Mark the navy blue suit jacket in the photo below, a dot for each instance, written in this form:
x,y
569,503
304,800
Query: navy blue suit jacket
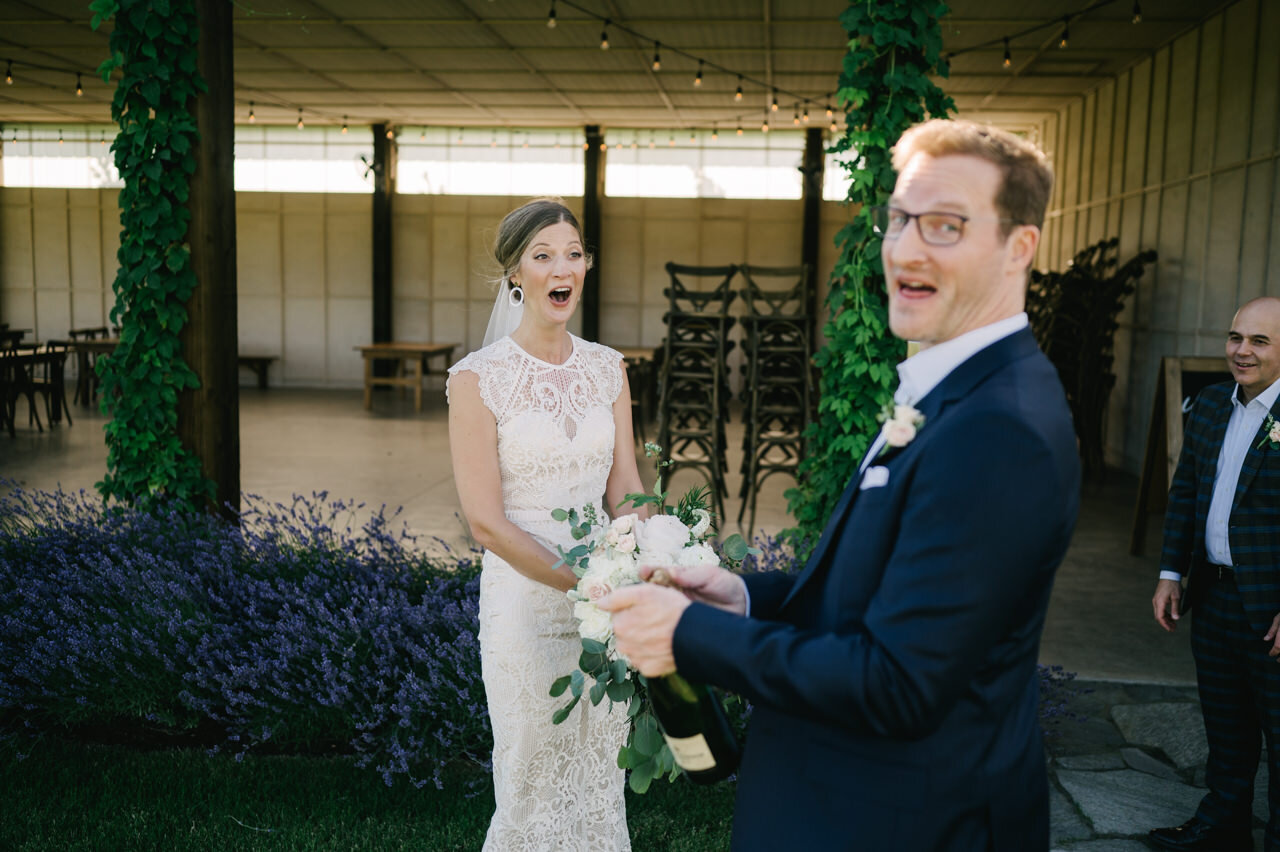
x,y
894,679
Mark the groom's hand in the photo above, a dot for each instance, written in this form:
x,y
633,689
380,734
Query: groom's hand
x,y
644,623
707,585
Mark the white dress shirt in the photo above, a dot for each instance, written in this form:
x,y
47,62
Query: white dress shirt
x,y
1240,430
926,370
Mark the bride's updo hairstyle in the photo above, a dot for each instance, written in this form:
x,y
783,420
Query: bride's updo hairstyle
x,y
521,225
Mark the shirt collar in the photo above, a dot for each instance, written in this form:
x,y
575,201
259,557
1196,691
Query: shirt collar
x,y
922,372
1267,398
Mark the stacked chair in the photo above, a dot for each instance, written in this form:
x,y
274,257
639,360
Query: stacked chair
x,y
777,389
694,376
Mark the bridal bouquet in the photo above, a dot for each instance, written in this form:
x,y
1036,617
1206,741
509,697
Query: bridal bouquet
x,y
608,555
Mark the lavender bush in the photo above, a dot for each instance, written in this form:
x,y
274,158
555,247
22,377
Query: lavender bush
x,y
296,631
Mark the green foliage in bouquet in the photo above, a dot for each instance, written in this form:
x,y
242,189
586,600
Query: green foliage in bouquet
x,y
645,752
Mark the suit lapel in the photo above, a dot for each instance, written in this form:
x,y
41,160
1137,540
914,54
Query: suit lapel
x,y
954,386
1253,459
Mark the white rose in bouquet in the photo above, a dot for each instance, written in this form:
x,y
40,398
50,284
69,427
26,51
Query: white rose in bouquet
x,y
594,623
661,539
696,555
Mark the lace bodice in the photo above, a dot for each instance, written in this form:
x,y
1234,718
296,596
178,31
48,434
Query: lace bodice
x,y
554,421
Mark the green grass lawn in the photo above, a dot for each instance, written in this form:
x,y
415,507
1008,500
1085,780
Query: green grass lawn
x,y
69,796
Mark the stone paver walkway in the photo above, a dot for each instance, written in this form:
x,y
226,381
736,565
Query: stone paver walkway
x,y
1134,760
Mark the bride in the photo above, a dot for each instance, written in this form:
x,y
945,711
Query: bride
x,y
539,420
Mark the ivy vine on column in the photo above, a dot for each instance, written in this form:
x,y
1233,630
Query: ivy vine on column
x,y
154,45
885,88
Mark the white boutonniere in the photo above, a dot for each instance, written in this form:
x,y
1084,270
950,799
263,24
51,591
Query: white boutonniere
x,y
1272,435
901,424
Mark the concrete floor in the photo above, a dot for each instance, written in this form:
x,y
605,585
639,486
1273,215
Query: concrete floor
x,y
300,441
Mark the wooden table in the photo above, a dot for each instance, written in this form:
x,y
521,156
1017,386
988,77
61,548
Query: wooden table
x,y
415,353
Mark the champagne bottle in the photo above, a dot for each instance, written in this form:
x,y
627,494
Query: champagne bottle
x,y
694,725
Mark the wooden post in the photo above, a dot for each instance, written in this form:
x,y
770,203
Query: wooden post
x,y
384,191
812,169
209,416
593,192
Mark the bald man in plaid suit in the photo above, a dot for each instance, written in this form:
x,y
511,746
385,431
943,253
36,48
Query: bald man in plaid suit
x,y
1223,534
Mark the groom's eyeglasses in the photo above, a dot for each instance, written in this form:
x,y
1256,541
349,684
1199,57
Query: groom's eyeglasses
x,y
936,228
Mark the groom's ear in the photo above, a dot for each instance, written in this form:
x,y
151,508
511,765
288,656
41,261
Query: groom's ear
x,y
1022,244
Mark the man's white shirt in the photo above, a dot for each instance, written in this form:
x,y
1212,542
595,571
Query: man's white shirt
x,y
1240,429
926,370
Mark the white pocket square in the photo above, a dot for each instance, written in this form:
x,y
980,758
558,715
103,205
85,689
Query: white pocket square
x,y
874,477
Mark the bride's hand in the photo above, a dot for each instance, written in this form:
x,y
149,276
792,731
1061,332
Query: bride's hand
x,y
704,583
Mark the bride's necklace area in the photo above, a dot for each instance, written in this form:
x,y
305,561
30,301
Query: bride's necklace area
x,y
551,352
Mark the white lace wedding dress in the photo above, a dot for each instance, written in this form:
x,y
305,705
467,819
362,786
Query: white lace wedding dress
x,y
557,787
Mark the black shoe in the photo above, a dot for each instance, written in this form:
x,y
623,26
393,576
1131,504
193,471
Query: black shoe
x,y
1198,836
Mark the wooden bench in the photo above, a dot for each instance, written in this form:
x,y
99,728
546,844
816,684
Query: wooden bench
x,y
259,365
416,355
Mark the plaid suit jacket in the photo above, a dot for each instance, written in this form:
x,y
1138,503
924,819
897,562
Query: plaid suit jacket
x,y
1255,525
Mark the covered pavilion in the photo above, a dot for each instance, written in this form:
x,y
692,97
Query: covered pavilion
x,y
1164,133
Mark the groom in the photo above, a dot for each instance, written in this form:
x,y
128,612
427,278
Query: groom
x,y
894,678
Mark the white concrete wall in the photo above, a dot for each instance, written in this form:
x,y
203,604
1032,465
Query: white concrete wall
x,y
1179,155
305,266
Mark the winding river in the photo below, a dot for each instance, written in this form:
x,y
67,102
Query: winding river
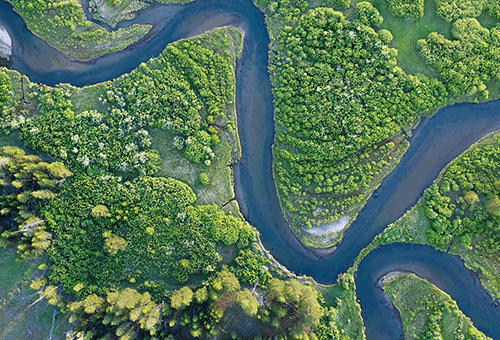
x,y
434,143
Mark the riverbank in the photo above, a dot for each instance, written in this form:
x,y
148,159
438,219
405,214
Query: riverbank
x,y
5,43
427,311
67,29
417,227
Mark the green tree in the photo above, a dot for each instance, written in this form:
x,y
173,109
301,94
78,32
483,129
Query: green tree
x,y
181,298
248,302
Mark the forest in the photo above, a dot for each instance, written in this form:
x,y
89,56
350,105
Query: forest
x,y
131,255
460,213
344,105
64,26
427,312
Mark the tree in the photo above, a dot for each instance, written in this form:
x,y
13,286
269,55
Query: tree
x,y
248,302
493,205
181,298
100,211
471,197
114,243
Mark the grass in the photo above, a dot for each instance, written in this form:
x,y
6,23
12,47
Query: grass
x,y
126,10
176,165
19,321
392,158
406,33
11,139
412,228
66,28
423,306
343,297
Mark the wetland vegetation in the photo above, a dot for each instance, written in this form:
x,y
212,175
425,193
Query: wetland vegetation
x,y
175,259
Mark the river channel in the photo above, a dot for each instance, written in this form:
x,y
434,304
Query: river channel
x,y
434,143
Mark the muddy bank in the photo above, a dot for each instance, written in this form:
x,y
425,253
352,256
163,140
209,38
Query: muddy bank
x,y
5,43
---------------
*EXERCISE*:
Could you reproduce the records above exactly, leaving out the pictures?

*RESULT OF THIS TASK*:
Mark the navy blue suit jacket in the photo below, a dot for each instance, written in this form:
x,y
569,503
304,800
Query: navy blue suit jacket
x,y
894,679
Mark the groom's hand in the photo above, a dot for each instance, written in this form:
x,y
633,689
380,734
Query: groom's hand
x,y
644,623
707,585
Mark the white dress shirt in the photo above, a dot for each instance, written in this form:
x,y
47,62
Query: white dress shirt
x,y
1240,430
926,370
Mark the bride's updo hairstyle in the photo above, a dot for each instance, written in this form:
x,y
783,420
Query: bride's updo hairstyle
x,y
521,225
Mark the shirt collar in the photo above, a dot for each instance, written in this form:
x,y
575,201
259,557
1196,691
Query: shirt collar
x,y
922,372
1267,398
Mark the stacked chair in the photo above, a dot for each instance, written in this form:
x,y
274,257
639,360
Query: stacked chair
x,y
777,389
694,376
Mark the bridal bouquet in the photo above, a dot for each instance, written in this form:
x,y
1036,617
1206,741
509,697
Query: bridal bouquet
x,y
608,555
Mark the lavender bush in the photo above, a dot for each instance, written in this form:
x,y
274,158
555,247
22,377
Query: lavender bush
x,y
296,631
Mark the green foliage in bouquet in the photo above, a dot for each instance, written in this form:
x,y
242,189
586,600
Query: green foliage in bouquet
x,y
645,752
Mark the suit lapel in the photo above, a dot for each instance, written in this form:
x,y
41,160
1137,540
914,54
Query: suit lapel
x,y
954,386
1253,459
Mark the white rose in bouquet in the photo above, a dot for each instance, written in this form:
x,y
40,398
50,284
69,427
26,51
Query: white rose in bouquet
x,y
594,623
661,539
696,555
Mark the lace bodice in the photo above, a dot for each instance, written in this form:
x,y
1234,718
296,596
178,31
48,434
Query: lace bodice
x,y
554,421
Mark the green grass lawn in the photo above, a dot for each instance, written in this form:
x,y
415,507
1008,500
1085,780
Query: green grass lawn
x,y
69,796
Mark the stone paver walkway in the photo above, a dot for each instance, written in this form:
x,y
226,381
736,565
Query: stone paver walkway
x,y
1134,760
Mark the bride in the photo above, a dot for each instance, written in this form:
x,y
945,711
Query: bride
x,y
539,420
Mark the ivy vine on column in the photo above, a dot for each instance, written in this form:
x,y
1233,630
Query: ivy vine on column
x,y
154,45
885,88
Mark the white boutonniere in the photo above, a dot for each instance, written in this form:
x,y
1084,270
950,799
263,24
51,591
Query: white boutonniere
x,y
1272,435
901,424
Mark the concrete floor in the photo above, a dot for each instance, written in this form:
x,y
605,585
639,486
1273,215
Query: concrete floor
x,y
300,441
Mark the wooden table in the photo above, a dot for each instance, written in this form:
x,y
521,156
1017,386
988,77
61,548
Query: wooden table
x,y
415,353
Mark the champagne bottle in the photo above, a dot for each instance, written in this form:
x,y
627,494
Query: champagne bottle
x,y
694,725
Mark the wooden post in the photo above, a dot for each instance, written in this form:
x,y
770,203
Query: wooden post
x,y
384,191
812,169
209,416
593,192
Mark the bald man in plaid suit in the photo above, a dot for each instance, written in this form:
x,y
511,746
385,431
943,253
36,48
Query: bald man in plaid suit
x,y
1223,534
Mark the groom's eyeglasses in the photo above, a dot for each instance, written in this form:
x,y
1256,541
349,684
1199,57
Query: groom's eyeglasses
x,y
936,228
Mark the groom's ear in the photo above, a dot for each instance, written in this form:
x,y
151,508
511,765
288,656
41,261
Query: groom's ear
x,y
1022,244
Mark the man's white shirt in the photo above, a dot for each instance, written in this form:
x,y
1212,542
595,571
Query: man's white shirt
x,y
1240,429
926,370
Mark the white pocket square in the photo above, a dot for each instance, written in this form:
x,y
980,758
558,715
103,205
85,689
Query: white pocket square
x,y
874,477
Mark the bride's hand in the photo above, a dot for each instance, written in this form:
x,y
149,276
792,731
1061,332
Query: bride's hand
x,y
704,583
Mark the bride's necklace area in the photo above, a dot for each instance, written in this form:
x,y
305,561
30,301
Query: bride's necklace area
x,y
551,352
Mark the white lace wedding dress in the photo above, a dot for each instance, written in this form:
x,y
305,705
467,819
362,786
Query: white lace wedding dress
x,y
557,787
Mark the black shoe in the photo above, a dot for each instance, written in this form:
x,y
623,26
393,576
1131,504
193,471
Query: black shoe
x,y
1198,836
Mark the wooden bench in the photo above, a dot for each instance, written in this form:
x,y
99,728
546,844
816,684
Query: wooden bench
x,y
259,365
416,355
Mark the plaid suit jacket in the photo above, a dot for each instance, written in this form:
x,y
1138,503
924,819
897,562
Query: plaid suit jacket
x,y
1255,525
Mark the covered pavilion in the photo above, a dot for each instance, written in this form:
x,y
692,97
Query: covered pavilion
x,y
1164,133
Mark the groom in the photo above, a dot for each instance, written in this form:
x,y
128,612
427,278
Query: groom
x,y
894,678
Mark the white concrete wall in the photo above, a dot for each instance, written in this form:
x,y
203,604
1032,465
Query: white concrete wall
x,y
1179,155
305,266
Mark the winding river in the photo below, a dot for each instance, written in this form:
x,y
67,102
Query: winding river
x,y
434,143
Mark the riverbank in the photo above, a dot for each instance, written in this form:
x,y
148,159
438,219
405,214
Query: riverbank
x,y
5,43
427,311
67,29
417,227
Mark the green tree in the photo above, a dot for each instance, written in this form:
x,y
173,109
301,94
78,32
483,129
Query: green tree
x,y
181,298
248,302
Mark the forest in the photo above, a dot for each instance, written in this form:
x,y
89,56
350,105
Query: forest
x,y
131,255
460,213
344,105
64,26
427,312
Mark the tree in the photo above, a dot for each instance, written in this form:
x,y
13,286
269,55
Query: tree
x,y
248,302
493,205
181,298
100,211
471,197
114,243
Mark the grass in the photo above, a dot for each instance, written in this form:
x,y
6,23
12,47
Query: grass
x,y
126,10
176,165
19,321
392,158
406,33
11,139
412,228
66,28
423,306
343,297
Mark the wetland vegetation in the photo above, a dot for each instance, written in this form:
x,y
212,175
425,193
Query: wetland vegetation
x,y
175,259
Mark the river channel in the photo above, a dot for each instance, written in this form:
x,y
434,304
Query: river channel
x,y
434,143
Mark the muddy bank in the photo above, a dot for each instance, written in this form:
x,y
425,253
352,256
163,140
209,38
Query: muddy bank
x,y
5,43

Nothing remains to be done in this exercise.